### Tekst:
-=-=-
Vanaf het moment dat F’dila is toegevoegd aan het personeel
neemt de onderlinge strijd een vlucht. Zij schakelt een tovenaar - een f'keh - in
om haar concurrenten te beheksen en zo haar doelen te bereiken. Een f'keh bezoeken
is voor een moslima natuurlijk niet geoorloofd. “Natuurlijk is het haram, maar
als je in nood zit… Nood breekt wet. En het gaat om je intenties, dat is waar
het leven om draait.”
De verwikkelingen nemen toe en leiden tot een climax, een
eindstrijd, waar ik niks over zal onthullen. In elk hoofdstuk is een van de
personages aan het woord. Je leest hoe Souad, F’dila, Layla en anderen hun
ambities proberen te verwezenlijken met vooral veel vuil spel. Hatim blijft een
leeg persoon, een schim, waar wel iedereen omheen draait.
De stijl van Bijjir is direct. Zij schrijft veel in dialoog
en mengt hier straattaal doorheen. Het verhaal speelt in Rotterdam en zij laat
dit goed merken. De opbouw van het boek is mooi, met wisselende perspectieven.
Het verhaal is hier en daar wat kinderachtig, maar dat is ook de manier van
praten van de hoofpersonen. Waarschijnlijk behoor ik niet helemaal tot de jonge
doelgroep voor wie ‘De meisjes van de kapsalon’ is geschreven.
Interessant is dat de jonge uitgeverij ‘Bubblegum
productions’ meer wil doen dan alleen boeken uitgeven. Bij de Kapsalon hoort
ook muziek en er schijnt een toneelstuk in de maak te zijn. We zullen dus
binnenkort meer horen van Najoua Bijjir.
2 opmerkingen:
Ik ben erg benieuwd!!! Ik ga dit boekje ook toevoegen aan mijn leeslijst.
Bedankt voor je recensie.
Graag gedaan; veel plezier met lezen!
-=-=-
### Brongegevens:
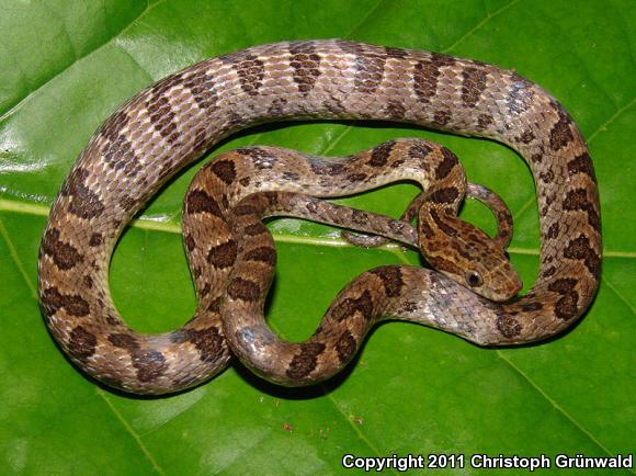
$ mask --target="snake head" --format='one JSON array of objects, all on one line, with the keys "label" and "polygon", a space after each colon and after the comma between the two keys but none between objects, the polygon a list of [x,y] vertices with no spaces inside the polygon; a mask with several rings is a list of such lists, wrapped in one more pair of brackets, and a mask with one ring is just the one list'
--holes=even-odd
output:
[{"label": "snake head", "polygon": [[419,237],[433,268],[487,299],[509,301],[523,286],[506,249],[469,223],[446,214],[420,216]]}]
-=-=-
### Opdrachtgegevens:
In welke stad speelt het verhaal volgens de tekst?

### Uitgevoerde opdracht:
In Rotterdam.